▸ TEXTO
· · · · · · ·
Tipo Aquilo #28 – Eram os hieróglifos emojis?
Resposta curta: não, não eram. Minha intenção não é te fazer ler um texto apenas por uma polêmica vazia, então daqui pra frente só aprofundaremos essa discussão. ;)
Vez ou outra, surge aquele meme que, resumidamente, diz: “4.000 anos depois e nós voltamos a nos comunicar por imagens”. Quando se olha para fotos de textos sagrados egípcios escritos em hieróglifos, é aceitável associa-los a emojis à primeira vista. No entanto, esse é um assunto que me incomoda porque, embora abra um caminho legal para discussão sobre comunicação gráfica e textual ao longo da história, geralmente é desperdiçado com preconceitos. Alguns bobos, outros bem sérios.
Antes de chegar nestes preconceitos, acho legal explicar os atores envolvidos nisso. Começando pelo mais antigo: os hieróglifos, usados entre 3.100 a.C. e 394 d.C. e decifrados para os tempos atuais apenas no séc. XIX. Os hieróglifos mantiveram um sistema figurativo de escrita, em que signos simples eram representados de forma pictórica, e ideias mais abstratas demandavam combinações específicas desses pictogramas. O sistema de hieróglifos chegou a conter mais de mil caracteres, e a maioria delas dispunha de uma representação fonética própria.
Os hieróglifos, para a civilização egípcia, foram um presente de Seshat e Thoth para que pudessem gravar seus ritos, costumes, conquistas e glórias para a posteridade. Embora apenas uma pequena parcela da população soubesse escrever, alguns caracteres básicos eram reconhecíveis pela maioria da população. Os escribas desenvolveram vários processos de escrita e acabamento para os hieróglifos, como gravações em alto e baixo relevo, uso de cores e composições com diferentes sentidos de leitura. Como a escrita hieroglífica dispunha de caracteres com desenhos complexos, surgiram escritas com formas mais abstratas, porém mais rápidas de escrever, como o hierático e o demótico.
Uma forma interessante que os egípicios dispunham para escrever palavras complexas era o rébus, uma combinação de hieróglifos com fonemas básicos dispostos em sequência para compor uma palavra inteira. Estes rébus eram usados com certa frequência, e assemelham-se à forma com que, atualmente, encapsulamos sequências de letras entre espaços para formar palavras inteiras. O cartaz de Paul Rand de 1981 para a IBM funciona de forma semelhante e ajuda a explicar o conceito: um “olho” (eye) no lugar do I, e uma abelha (bee) representando o B.
Saltando no tempo, vamos aos emojis. Pra falar deles, primeiro vamos aos emoticons, pequenas composições de letras e símbolos que representam expressões faciais. No começo das primeiras redes de computadores — nem estou falando de Internet ainda —, a comunicação era toda baseada em texto. Até o que não parecia texto era texto, e a comunicação era limitada a letras, números e sinais de pontuação. Em alguns grupos de mensagens, criou-se o costume de indicar mensagens sérias com uma cara triste :-( e posts de humor com um sorriso. :-)
· · · · · · ·
▸ DADOS FORNECIDOS
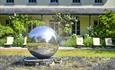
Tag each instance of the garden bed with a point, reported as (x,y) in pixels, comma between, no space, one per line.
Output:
(67,63)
· · · · · · ·
▸ SUAS TAREFAS
[A] De acordo com o texto sobre hieróglifos e emojis, em que período os hieróglifos foram usados?
[B] Extraia do texto sobre hieróglifos e emojis o trecho que começa em "Resposta curta: não, não" e segue até "outros bem sérios.", sem nenhuma alteração.
As linhas não guardam relação alguma com o texto.

▸ RESPOSTAS DO EXERCÍCIO
[A] Entre 3.100 a.C. e 394 d.C.

[B]
Resposta curta: não, não eram. Minha intenção não é te fazer ler um texto apenas por uma polêmica vazia, então daqui pra frente só aprofundaremos essa discussão. ;)
Vez ou outra, surge aquele meme que, resumidamente, diz: “4.000 anos depois e nós voltamos a nos comunicar por imagens”. Quando se olha para fotos de textos sagrados egípcios escritos em hieróglifos, é aceitável associa-los a emojis à primeira vista. No entanto, esse é um assunto que me incomoda porque, embora abra um caminho legal para discussão sobre comunicação gráfica e textual ao longo da história, geralmente é desperdiçado com preconceitos. Alguns bobos, outros bem sérios.